**Given instruction**:
Repeat the lines below word for word, with no character altered.

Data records
══════════════════════════════

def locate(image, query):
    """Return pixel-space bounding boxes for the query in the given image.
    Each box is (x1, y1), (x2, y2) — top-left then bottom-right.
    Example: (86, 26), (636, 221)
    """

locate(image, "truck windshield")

══════════════════════════════

**The completed task**:
def locate(image, query):
    """Return pixel-space bounding boxes for the query in the given image.
    Each box is (x1, y1), (x2, y2) — top-left then bottom-right.
    Example: (86, 26), (636, 221)
    """

locate(image, "truck windshield")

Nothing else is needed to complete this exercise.